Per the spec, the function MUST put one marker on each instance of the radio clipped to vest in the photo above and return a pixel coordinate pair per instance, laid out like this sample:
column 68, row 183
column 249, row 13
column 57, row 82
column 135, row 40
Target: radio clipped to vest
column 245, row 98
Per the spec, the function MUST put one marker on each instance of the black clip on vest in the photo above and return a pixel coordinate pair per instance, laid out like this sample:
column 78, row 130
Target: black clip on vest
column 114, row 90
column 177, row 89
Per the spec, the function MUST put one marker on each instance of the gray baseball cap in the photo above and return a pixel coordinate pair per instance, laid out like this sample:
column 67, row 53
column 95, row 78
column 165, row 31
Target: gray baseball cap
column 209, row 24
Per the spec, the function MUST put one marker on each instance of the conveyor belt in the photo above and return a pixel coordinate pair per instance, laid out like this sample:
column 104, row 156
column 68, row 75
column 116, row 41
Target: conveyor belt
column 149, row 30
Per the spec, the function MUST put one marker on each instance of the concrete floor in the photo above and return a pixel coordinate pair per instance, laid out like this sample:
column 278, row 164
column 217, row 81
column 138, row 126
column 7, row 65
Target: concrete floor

☆ ☆ ☆

[Prompt]:
Give back the material exactly as it is shown above.

[Task result]:
Per the spec, the function MUST put one marker on each instance of the radio clipped to vest in the photo above and return a pixel coordinate pair per instance, laid out like this sample:
column 68, row 183
column 249, row 13
column 57, row 82
column 135, row 40
Target: radio clipped to vest
column 245, row 98
Per the spec, the function MUST put one marker on each instance of the black clip on vest in the photo above and return a pixel coordinate pair per instance, laid out like this sample:
column 78, row 130
Target: black clip on vest
column 114, row 90
column 177, row 89
Per the spec, the function MUST put one marker on each instance of the gray baseball cap in the photo above and return a pixel coordinate pair per instance, laid out like this sample:
column 67, row 53
column 95, row 78
column 165, row 31
Target: gray baseball cap
column 209, row 24
Per the spec, the function MUST put one marker on each instance of the conveyor belt in the photo above and return a pixel coordinate pair per instance, laid out like this sample:
column 104, row 156
column 68, row 75
column 116, row 41
Target: conveyor belt
column 149, row 30
Per the spec, the function MUST put one marker on each instance of the concrete floor in the photo above and return a pixel coordinate pair per instance, laid out like this sample:
column 278, row 164
column 217, row 81
column 138, row 126
column 7, row 65
Target: concrete floor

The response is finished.